* _Given data_
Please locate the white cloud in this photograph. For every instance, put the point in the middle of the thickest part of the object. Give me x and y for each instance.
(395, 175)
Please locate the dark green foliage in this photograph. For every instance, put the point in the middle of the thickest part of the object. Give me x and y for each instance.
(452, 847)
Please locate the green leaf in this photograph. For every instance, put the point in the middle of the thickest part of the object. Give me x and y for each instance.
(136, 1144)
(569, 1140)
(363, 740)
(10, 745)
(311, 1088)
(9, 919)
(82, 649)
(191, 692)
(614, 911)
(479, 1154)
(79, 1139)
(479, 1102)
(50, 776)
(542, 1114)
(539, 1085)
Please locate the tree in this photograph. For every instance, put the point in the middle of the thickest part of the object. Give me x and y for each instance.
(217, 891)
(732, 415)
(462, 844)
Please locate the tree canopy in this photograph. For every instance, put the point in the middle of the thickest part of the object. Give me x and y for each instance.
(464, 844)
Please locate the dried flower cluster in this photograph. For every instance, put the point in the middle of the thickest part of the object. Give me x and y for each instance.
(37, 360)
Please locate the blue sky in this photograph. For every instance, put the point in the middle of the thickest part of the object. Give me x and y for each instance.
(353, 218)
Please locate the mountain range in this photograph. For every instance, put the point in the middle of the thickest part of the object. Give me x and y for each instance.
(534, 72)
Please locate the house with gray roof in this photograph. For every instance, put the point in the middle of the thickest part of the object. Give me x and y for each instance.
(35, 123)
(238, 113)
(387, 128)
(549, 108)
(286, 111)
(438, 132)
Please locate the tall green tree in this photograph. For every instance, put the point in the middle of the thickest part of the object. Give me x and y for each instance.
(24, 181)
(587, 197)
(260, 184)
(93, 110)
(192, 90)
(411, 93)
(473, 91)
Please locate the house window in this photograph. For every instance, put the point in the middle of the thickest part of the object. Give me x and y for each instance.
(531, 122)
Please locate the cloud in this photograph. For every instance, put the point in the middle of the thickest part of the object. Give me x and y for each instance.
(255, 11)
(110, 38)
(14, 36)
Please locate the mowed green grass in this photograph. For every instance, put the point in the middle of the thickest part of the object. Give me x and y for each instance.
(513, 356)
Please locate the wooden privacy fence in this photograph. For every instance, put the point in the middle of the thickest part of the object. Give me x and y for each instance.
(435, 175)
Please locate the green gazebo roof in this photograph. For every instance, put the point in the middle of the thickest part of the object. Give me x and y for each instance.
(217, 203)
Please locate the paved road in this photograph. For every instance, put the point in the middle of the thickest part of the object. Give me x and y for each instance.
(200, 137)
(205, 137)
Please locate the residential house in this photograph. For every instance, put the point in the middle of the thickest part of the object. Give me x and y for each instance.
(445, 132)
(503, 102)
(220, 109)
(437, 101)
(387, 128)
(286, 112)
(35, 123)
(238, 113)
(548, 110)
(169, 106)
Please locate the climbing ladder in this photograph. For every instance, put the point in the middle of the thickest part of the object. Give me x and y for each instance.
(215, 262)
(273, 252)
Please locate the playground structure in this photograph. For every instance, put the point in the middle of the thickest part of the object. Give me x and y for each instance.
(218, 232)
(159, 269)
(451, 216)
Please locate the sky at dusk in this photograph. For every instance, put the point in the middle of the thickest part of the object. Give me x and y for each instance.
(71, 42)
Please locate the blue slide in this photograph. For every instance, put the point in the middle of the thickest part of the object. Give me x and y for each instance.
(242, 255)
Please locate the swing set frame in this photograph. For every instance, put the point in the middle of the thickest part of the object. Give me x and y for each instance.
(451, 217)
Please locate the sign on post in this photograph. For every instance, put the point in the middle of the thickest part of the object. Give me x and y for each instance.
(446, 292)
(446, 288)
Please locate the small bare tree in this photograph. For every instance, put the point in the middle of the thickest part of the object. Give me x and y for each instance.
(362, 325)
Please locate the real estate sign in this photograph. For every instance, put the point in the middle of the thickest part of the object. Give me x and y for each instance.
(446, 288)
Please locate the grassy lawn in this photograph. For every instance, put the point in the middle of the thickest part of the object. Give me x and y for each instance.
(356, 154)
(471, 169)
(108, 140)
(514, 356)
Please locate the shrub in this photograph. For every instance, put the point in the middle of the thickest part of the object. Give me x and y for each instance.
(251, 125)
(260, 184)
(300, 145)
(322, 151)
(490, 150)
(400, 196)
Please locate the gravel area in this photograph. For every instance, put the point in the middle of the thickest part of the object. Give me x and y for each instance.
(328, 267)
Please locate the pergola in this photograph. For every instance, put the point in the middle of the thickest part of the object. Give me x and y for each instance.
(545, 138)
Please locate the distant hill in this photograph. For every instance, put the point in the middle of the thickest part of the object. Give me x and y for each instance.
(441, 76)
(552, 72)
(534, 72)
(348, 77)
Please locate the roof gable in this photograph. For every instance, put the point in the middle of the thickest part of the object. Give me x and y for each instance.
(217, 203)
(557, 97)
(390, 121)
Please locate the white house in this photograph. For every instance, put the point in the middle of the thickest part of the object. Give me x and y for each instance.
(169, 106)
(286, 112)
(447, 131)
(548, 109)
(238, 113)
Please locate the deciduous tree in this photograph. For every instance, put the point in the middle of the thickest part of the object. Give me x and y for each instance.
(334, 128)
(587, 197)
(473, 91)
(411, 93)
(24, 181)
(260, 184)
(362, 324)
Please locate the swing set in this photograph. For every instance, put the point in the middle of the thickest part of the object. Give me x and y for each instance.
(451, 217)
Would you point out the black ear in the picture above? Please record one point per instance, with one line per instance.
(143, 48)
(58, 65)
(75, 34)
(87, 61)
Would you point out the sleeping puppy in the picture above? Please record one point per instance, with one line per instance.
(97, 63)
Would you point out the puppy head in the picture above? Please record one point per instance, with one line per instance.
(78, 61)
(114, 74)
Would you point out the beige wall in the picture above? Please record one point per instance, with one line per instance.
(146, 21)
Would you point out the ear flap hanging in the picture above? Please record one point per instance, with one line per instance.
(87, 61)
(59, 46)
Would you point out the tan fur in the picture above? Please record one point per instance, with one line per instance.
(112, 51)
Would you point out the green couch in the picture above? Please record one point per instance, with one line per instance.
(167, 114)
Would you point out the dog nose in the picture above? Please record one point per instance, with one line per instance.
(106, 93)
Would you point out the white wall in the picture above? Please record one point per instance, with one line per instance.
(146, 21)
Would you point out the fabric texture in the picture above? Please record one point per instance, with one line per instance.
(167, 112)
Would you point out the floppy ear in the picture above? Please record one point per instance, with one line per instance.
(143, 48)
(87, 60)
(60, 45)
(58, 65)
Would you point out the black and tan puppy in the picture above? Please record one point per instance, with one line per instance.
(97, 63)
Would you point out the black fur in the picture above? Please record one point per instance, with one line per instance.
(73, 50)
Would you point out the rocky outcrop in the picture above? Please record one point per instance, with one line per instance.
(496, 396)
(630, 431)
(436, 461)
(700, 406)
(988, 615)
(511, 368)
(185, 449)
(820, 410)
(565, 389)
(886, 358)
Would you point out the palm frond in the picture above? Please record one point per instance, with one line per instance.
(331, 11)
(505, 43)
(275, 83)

* _Your objective_
Arrange all of the entries above as a two-column CSV with the header names instruction and coordinates, one row per entry. Put each entry's text and its answer in a single quoted field apiece, replacing line breaks with spaces.

* _Completed exercise_
instruction,coordinates
"Please locate the white cloud in this photograph. For every instance, put the point in the middle of the thickest part of the object. Give me x and y for each instance.","(395, 175)"
"Please locate the dark green foliage in this photograph. For every instance, put the point in the middle of the thickest part of the object. Give me x and y for each instance.","(452, 847)"
"Please locate the green leaf in this photograph. For every instance, put the point in the middle of the thickest part of the object. Give me x and y for each instance.","(136, 1144) (569, 1140) (363, 740) (10, 745) (311, 1088) (9, 919) (82, 649) (191, 692) (614, 911) (479, 1154) (79, 1139) (479, 1102) (50, 776) (542, 1114) (539, 1085)"
"Please locate the tree in this photograph. For every instance, put the point in the middle of the thickest part of the object. Give me x and y for each instance.","(217, 891) (732, 415) (462, 844)"
"Please locate the tree canopy in this photograph. For every instance, put the point in the middle of the thickest part of the object. Give me x and y for each instance.","(464, 844)"
"Please locate the dried flower cluster in this photograph. For every instance, put the point in the middle of the thickest part of the object. Give me x and y for each instance.","(37, 360)"
"Please locate the blue sky in this photograph. For every instance, put the point in the middle of the thickest part of the object. Give me x and y for each instance.","(353, 218)"
"Please locate the mountain range in this photograph. For every instance, put the point in the middle of the thickest part of the object. Give me x and y for each instance.","(534, 72)"
"Please locate the house with gray roof in this photograph. For every instance, put the point in the middle of the thickest part of the object. Give me x and y for each instance.","(35, 123) (238, 113) (387, 128) (549, 108) (286, 111) (438, 132)"
"Please locate the tall green tree in this photograph. For every instance, put the point in the middle of the thickest part of the object. Give me x and y for each instance.","(24, 181) (587, 197) (260, 184) (93, 110) (192, 90) (411, 93) (473, 91)"
"Please locate the house window in this photograph. For every instance, put the point in the middle of the thickest part of the object. Give me x and y for each instance.","(531, 122)"
"Please locate the cloud in this photograph. For every instance, put the point in the middle of the thickest part of the object. Give me x and y for each instance.","(255, 11) (110, 38) (14, 36)"
"Please locate the mowed green grass in this photograph. For every instance, put the point in the middle of the thickest part of the object. Give me x and y for each instance.","(513, 356)"
"Please locate the wooden privacy fence in this photograph. For every instance, put the point in the middle of the thickest part of the object. Give me x and y for each instance.","(435, 175)"
"Please locate the green gazebo roof in this photograph. For every instance, put the point in the middle of the thickest part of the object. Give me x and y for each instance.","(217, 203)"
"Please locate the paved road in this photograph. For every instance, put the point in the middle of the thickest part of the object. Give me x and y for each instance.","(200, 137) (205, 137)"
"Please locate the residential house in this photograph. For every instance, put the point in the middle of the thickest part of the object. Give me x and y for each instance.","(445, 132) (503, 102) (220, 109) (437, 101) (387, 128) (286, 112) (35, 123) (238, 113) (548, 110) (169, 106)"
"Please locate the climbing ladder in this photograph. For every instance, put the point in the middle of the thickest part of the object. Give me x and y for each instance.","(215, 262) (273, 252)"
"Please locate the playground structure in this photograph. For every instance, put the point in the middle of the thickest part of the object. Give me x and y for each instance.","(218, 232) (159, 269) (451, 216)"
"Please locate the sky at dusk in this photograph. For every instance, put the point in the middle of the thickest part of the object. Give me x and y for each instance.","(71, 42)"
"Please locate the blue slide in this photograph. For every instance, put the point in the middle of the thickest part of the object. Give me x and y for each instance.","(242, 255)"
"Please locate the swing set frame in this photograph. For every instance, put the point in the middle of the thickest part of the object. Give me x and y for each instance.","(451, 217)"
"Please locate the sign on post in this photograph. For every instance, put the point in the middle of the thickest part of the object. Give me x and y for each instance.","(446, 292) (446, 288)"
"Please locate the small bare tree in this photograph. For every instance, put the point in the middle of the thickest part of the object. Give me x and y for each instance.","(362, 325)"
"Please locate the real estate sign in this photograph. For every instance, put the point in the middle of the thickest part of the object. Give me x and y for each instance.","(446, 288)"
"Please locate the grassy lawn in this photograph. For every instance, put the point in the middle of the thickest part of the object. Give me x and y for each instance.","(356, 154) (471, 169) (108, 140) (514, 356)"
"Please locate the shrub in this photograph. For every instance, put the point in the middle of the thickest part of the object. Give me x and y for each instance.","(251, 125) (260, 184) (300, 145) (322, 151) (490, 150) (400, 196)"
"Please locate the gravel area in this photograph. For every instance, put the point in the middle of the thickest part of the object. Give me x and y for each instance.","(328, 267)"
"Please locate the pergola in this photograph. For every instance, put the point in the middle of the thickest part of the object. Give me x and y for each instance.","(545, 138)"
"Please locate the distant hill in this photograph. For every instance, put the point in the middle of the thickest part of the object. Give me x and y for each instance.","(441, 76) (552, 72) (534, 72) (348, 77)"
"Please locate the roof gable in this photograph. For every instance, put the point in the middle of the thickest part of the object. Give me x and y for each instance.","(217, 203) (557, 97) (390, 121)"
"Please locate the white house in this photograph. For every instance, put the point in the middle of the thickest part of the object. Give me x and y for each instance.","(169, 106) (286, 112) (447, 131) (548, 109) (238, 113)"
"Please locate the deciduous tree in this photograph. For every instance, put the point in the middle of the thickest part of the object. Give me x and y for each instance.","(334, 128) (587, 197) (473, 91) (411, 93) (24, 181) (260, 184) (362, 324)"
"Please locate the swing set in this photograph. For every instance, put the point in the middle of the thickest part of the object. Give me x and y for each instance.","(451, 217)"
"Would you point out the black ear in the picture above? Please record one point per instance, with one line per instance.","(143, 48) (58, 65) (75, 34) (87, 61)"
"Would you point out the sleeping puppy in the picture above? Please record one point per instance, with one line per instance.","(97, 63)"
"Would you point out the puppy head in the picture above? Please record one point per instance, with one line per instance.","(78, 61) (114, 74)"
"Would you point out the beige wall in the picture above? Please record one point per instance, with one line per instance.","(146, 21)"
"Would you point out the ear flap hanging in the picture above? Please record one point per instance, with one line per instance.","(87, 61) (59, 46)"
"Would you point out the tan fur in the picture above? Please record one point per instance, with one line per instance.","(112, 51)"
"Would you point out the green couch in the picture above? Please record one point per instance, with one line per instance.","(167, 114)"
"Would you point out the dog nose in the picture above? Please record one point per instance, with one line per instance.","(106, 93)"
"Would you point out the white wall in the picture above? Please record one point per instance, with one line per instance.","(146, 21)"
"Would you point out the fabric texture in the picture above? Please record one point per instance, with one line per instance.","(167, 112)"
"Would you point out the floppy ear in the picture above? Please record one point per instance, with one line per instance.","(143, 48) (87, 60) (60, 45) (58, 65)"
"Would you point out the black and tan puppy in the picture above? Please record one point per instance, with one line per instance.","(97, 63)"
"Would you point out the black fur in the picture above? Please record one point per instance, with one line per instance.","(73, 50)"
"Would you point out the rocky outcrop in the picture above? Please record one point per instance, with one line per instance.","(496, 396) (630, 431) (436, 461) (700, 406) (988, 615) (511, 368) (185, 449) (820, 410) (565, 389) (886, 358)"
"Would you point out the palm frond in the picture above? Please record one point per instance, with one line per instance.","(331, 11) (505, 43) (275, 83)"